● Reading text:
————

# Feeding the yrlings area



## TiffofMo (Jan 10, 2011)

With my tight space i can't come up with a area to pen up my yrlings. Since they need daily grain and my does i try not to grain unless there nursing. I need ideas on how to build a little feeding area that only the little ones can go. I have Nigerians. I put together a pen in the barn of cattle panel. But every time i went to feed Gala would try to squeeze her fat butt threw and always got her front shoulder and head stuck in the fence . If she did not get suck she would get mad and start butting any goat that walked by lol she has a temper.


----------



## 20kidsonhill (Feb 28, 2011)

We have goat panels secured on our cattle panels, maybe even hog panels would help you and would be a little cheaper.


----------



## rustygoats (Feb 11, 2013)

I put wire on two cattle panels and flipped them upside down. Then took two and made a v connected one end to fence then left the other side open just enough for kids to fit.


----------



## crocee (Jul 25, 2008)

rustygoats said:


> I put wire on two cattle panels and flipped them upside down. Then took two and made a v connected one end to fence then left the other side open just enough for kids to fit.


Can you show a picture of this. I can't get my brain wrapped around the description. I need something to feed the babies in that the adult piggys cant get into.


----------



## rustygoats (Feb 11, 2013)

Hope this helps


----------



## crocee (Jul 25, 2008)

Thank you. Now I understand and can fashion something like that for my goats.


----------



## rustygoats (Feb 11, 2013)

I also use a short chain so the big goats can't push it open. I chain it to the t post.


----------



## TiffofMo (Jan 10, 2011)

I finally came up with something. I've got nigerians and only 4 little ones. So what I did was a puppy play pen wired to the cattle panel. I also hung the mineral feeder on the yrlings side and put a wooden box down so they can reach there minerals. For there alfalfa I had leftover rabbit water pans I hung them on the puppy pen side. And there I had it they mostly eat the mineral wish they would eat there alfalfa better. Will try to get pics on here today.


----------

————

● Excerpted records:

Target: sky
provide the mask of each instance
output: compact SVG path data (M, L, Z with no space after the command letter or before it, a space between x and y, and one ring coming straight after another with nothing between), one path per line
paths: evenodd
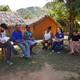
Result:
M0 0L0 5L9 5L12 11L32 6L43 7L51 0Z

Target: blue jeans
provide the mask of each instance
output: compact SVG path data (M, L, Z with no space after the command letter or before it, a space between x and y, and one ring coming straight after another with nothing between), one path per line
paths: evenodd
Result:
M30 56L30 49L29 49L28 43L25 42L24 45L18 43L17 45L21 48L21 50L22 50L25 57Z
M61 51L61 45L63 44L63 41L60 41L60 42L57 42L55 41L52 45L52 50L54 50L55 46L57 45L58 46L58 51L60 52Z

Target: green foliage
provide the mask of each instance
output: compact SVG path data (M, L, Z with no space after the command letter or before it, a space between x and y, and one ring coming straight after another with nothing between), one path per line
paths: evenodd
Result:
M0 5L0 11L11 11L11 9L9 8L8 5L6 5L6 6Z

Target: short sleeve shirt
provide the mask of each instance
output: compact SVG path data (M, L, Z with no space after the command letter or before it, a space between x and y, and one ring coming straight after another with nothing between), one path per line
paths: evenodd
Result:
M72 41L79 41L80 35L77 35L77 36L71 35L71 38L72 38Z
M57 32L55 36L56 36L56 38L64 38L64 34L63 34L63 33L60 33L60 34L59 34L59 33Z
M32 38L32 32L31 31L25 31L24 35L26 36L26 38Z

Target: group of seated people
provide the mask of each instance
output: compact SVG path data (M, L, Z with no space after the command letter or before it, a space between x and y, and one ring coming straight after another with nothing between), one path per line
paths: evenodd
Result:
M63 42L64 42L63 30L60 27L57 28L56 34L55 36L53 36L53 33L51 32L51 26L49 26L43 35L43 41L41 42L43 45L42 49L47 50L47 48L51 45L52 53L54 53L54 49L57 45L57 49L58 49L57 53L61 53L61 45L63 45ZM76 54L76 52L79 53L79 47L80 47L80 35L78 33L78 30L74 29L71 38L68 41L67 50L70 51L68 55Z
M21 25L15 25L15 29L11 32L11 37L14 45L18 45L23 55L19 54L19 52L14 48L13 44L9 40L4 40L3 37L6 36L6 29L8 29L5 23L0 25L0 48L6 48L6 60L9 65L13 63L10 61L11 51L17 56L23 57L25 59L31 59L31 52L33 47L37 44L35 41L32 32L30 31L30 26L26 25L26 30L24 33L20 30ZM57 28L55 36L53 36L53 32L51 31L51 26L47 28L47 30L43 34L43 40L41 44L43 45L42 49L47 50L51 45L51 51L54 53L55 46L57 45L58 53L61 53L61 45L64 41L64 33L63 30L59 27ZM69 40L68 50L70 50L69 54L74 54L74 52L78 52L78 46L80 45L80 36L78 34L78 30L73 30L73 34L71 35L71 39Z
M14 48L13 44L11 44L9 40L4 39L4 37L6 37L6 29L8 29L7 25L5 23L0 25L0 48L7 49L6 60L9 65L13 64L10 61L11 51L13 51L13 53L19 57L31 59L32 57L30 53L33 47L37 44L37 42L34 40L32 32L30 31L30 27L26 25L24 34L22 34L20 27L21 25L15 25L15 29L11 32L11 37L14 45L18 45L21 48L23 55L19 54L19 52Z

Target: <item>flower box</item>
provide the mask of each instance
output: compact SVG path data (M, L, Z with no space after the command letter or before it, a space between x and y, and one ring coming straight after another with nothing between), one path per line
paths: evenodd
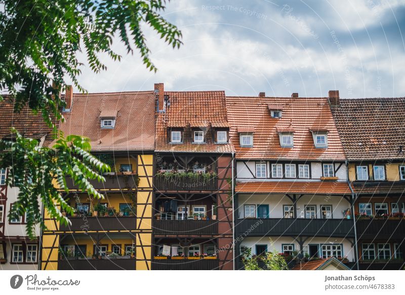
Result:
M167 256L155 256L153 257L153 259L156 260L164 260L167 259L168 259Z

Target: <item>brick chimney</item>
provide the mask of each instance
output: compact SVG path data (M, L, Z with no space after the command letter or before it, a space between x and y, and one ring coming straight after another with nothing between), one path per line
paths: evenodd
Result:
M157 112L165 112L165 84L155 83L154 93L157 100Z
M340 106L340 101L339 97L339 90L329 90L329 104L331 106L335 107Z
M73 103L73 87L71 85L66 85L66 89L65 91L65 102L66 105L64 112L70 112Z

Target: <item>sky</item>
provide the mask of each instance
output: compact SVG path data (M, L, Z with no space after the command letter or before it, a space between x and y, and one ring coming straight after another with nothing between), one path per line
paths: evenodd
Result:
M172 0L162 14L182 31L173 49L145 26L158 71L115 40L120 62L82 69L90 92L225 90L228 96L405 96L405 0ZM85 62L84 56L81 61Z

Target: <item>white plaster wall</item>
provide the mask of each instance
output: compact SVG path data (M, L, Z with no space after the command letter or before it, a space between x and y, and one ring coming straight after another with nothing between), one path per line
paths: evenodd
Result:
M238 198L238 216L236 218L244 218L244 205L269 205L270 218L282 218L283 205L292 205L291 200L284 195L239 195ZM300 217L301 212L304 210L305 205L316 206L316 216L321 218L320 205L332 205L332 218L342 218L342 210L346 210L350 204L346 199L337 196L304 196L297 202L297 217Z
M341 238L321 238L309 237L304 243L304 253L307 252L308 245L309 244L342 244L343 245L343 256L347 256L347 259L351 262L354 260L354 250L351 246L351 243L346 239ZM252 249L252 253L256 254L256 245L267 245L268 251L274 251L281 252L282 251L281 245L282 244L294 244L295 250L300 249L298 243L294 238L289 237L272 237L271 239L269 237L263 238L256 237L248 237L244 239L240 243L240 246L249 247Z

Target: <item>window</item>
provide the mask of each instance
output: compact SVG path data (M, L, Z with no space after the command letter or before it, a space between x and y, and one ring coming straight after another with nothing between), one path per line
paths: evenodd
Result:
M240 146L253 146L253 134L241 134Z
M335 176L335 171L333 171L333 164L323 164L323 176L326 177L333 177Z
M122 164L119 167L120 172L132 172L132 164Z
M401 180L405 180L405 166L399 166L399 176Z
M376 215L388 214L388 204L387 203L375 203L374 209Z
M125 255L131 255L135 251L135 248L133 246L128 245L125 246Z
M27 262L36 262L38 247L36 245L27 245Z
M396 259L403 259L401 245L397 243L394 244L394 257Z
M361 256L363 260L376 259L376 248L374 244L361 244Z
M271 164L271 177L278 178L282 177L282 165L281 164Z
M332 206L331 205L322 205L320 206L322 219L332 218Z
M204 142L204 131L194 131L194 142Z
M202 206L194 206L193 207L193 214L197 215L198 220L201 220L206 215L206 207Z
M377 257L378 259L391 259L391 246L389 244L380 243L377 244L378 251Z
M270 116L272 118L281 118L282 112L281 110L271 110Z
M7 170L4 168L0 169L0 186L4 186L6 184L7 172Z
M104 119L101 120L102 128L113 128L115 120L112 119Z
M281 252L284 255L292 255L294 250L294 244L283 244L281 245Z
M305 206L305 218L316 218L316 207L313 205Z
M356 168L357 180L367 180L369 179L369 168L367 166L358 166Z
M284 218L294 218L294 207L291 205L284 205L282 212Z
M375 166L373 170L375 180L383 180L385 179L385 169L383 166Z
M188 256L197 256L199 255L199 246L193 245L188 248Z
M217 142L224 143L228 142L228 136L226 131L217 131Z
M256 163L256 177L258 178L265 178L267 174L266 173L265 163Z
M171 142L181 142L181 131L172 131Z
M119 255L121 254L121 246L115 245L112 246L112 252Z
M359 203L358 210L361 215L373 215L373 209L371 208L371 203Z
M245 205L245 218L255 218L256 206L255 205Z
M281 134L281 146L294 146L294 137L292 134Z
M13 262L22 262L22 245L21 244L15 244L13 245L13 256L12 261Z
M300 164L298 165L298 177L300 178L309 178L309 165Z
M184 206L177 207L177 220L186 220L188 217L188 207Z
M286 164L286 177L288 178L295 178L296 174L295 164Z
M322 245L322 257L328 258L333 256L338 258L338 257L343 257L343 251L342 245L336 244L330 244Z

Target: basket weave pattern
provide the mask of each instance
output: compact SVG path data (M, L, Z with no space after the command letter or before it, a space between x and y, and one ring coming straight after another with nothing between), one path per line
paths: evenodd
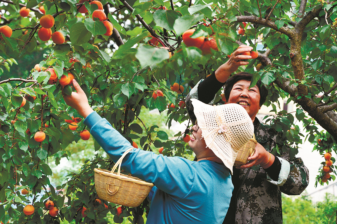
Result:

————

Copy out the entire forum thread on a feeding area for yearling goats, word for word.

● Exercise response:
# Feeding the yrlings area



## TiffofMo (Jan 10, 2011)

With my tight space i can't come up with a area to pen up my yrlings. Since they need daily grain and my does i try not to grain unless there nursing. I need ideas on how to build a little feeding area that only the little ones can go. I have Nigerians. I put together a pen in the barn of cattle panel. But every time i went to feed Gala would try to squeeze her fat butt threw and always got her front shoulder and head stuck in the fence . If she did not get suck she would get mad and start butting any goat that walked by lol she has a temper.


----------



## 20kidsonhill (Feb 28, 2011)

We have goat panels secured on our cattle panels, maybe even hog panels would help you and would be a little cheaper.


----------



## rustygoats (Feb 11, 2013)

I put wire on two cattle panels and flipped them upside down. Then took two and made a v connected one end to fence then left the other side open just enough for kids to fit.


----------



## crocee (Jul 25, 2008)

rustygoats said:


> I put wire on two cattle panels and flipped them upside down. Then took two and made a v connected one end to fence then left the other side open just enough for kids to fit.


Can you show a picture of this. I can't get my brain wrapped around the description. I need something to feed the babies in that the adult piggys cant get into.


----------



## rustygoats (Feb 11, 2013)

Hope this helps


----------



## crocee (Jul 25, 2008)

Thank you. Now I understand and can fashion something like that for my goats.


----------



## rustygoats (Feb 11, 2013)

I also use a short chain so the big goats can't push it open. I chain it to the t post.


----------



## TiffofMo (Jan 10, 2011)

I finally came up with something. I've got nigerians and only 4 little ones. So what I did was a puppy play pen wired to the cattle panel. I also hung the mineral feeder on the yrlings side and put a wooden box down so they can reach there minerals. For there alfalfa I had leftover rabbit water pans I hung them on the puppy pen side. And there I had it they mostly eat the mineral wish they would eat there alfalfa better. Will try to get pics on here today.


----------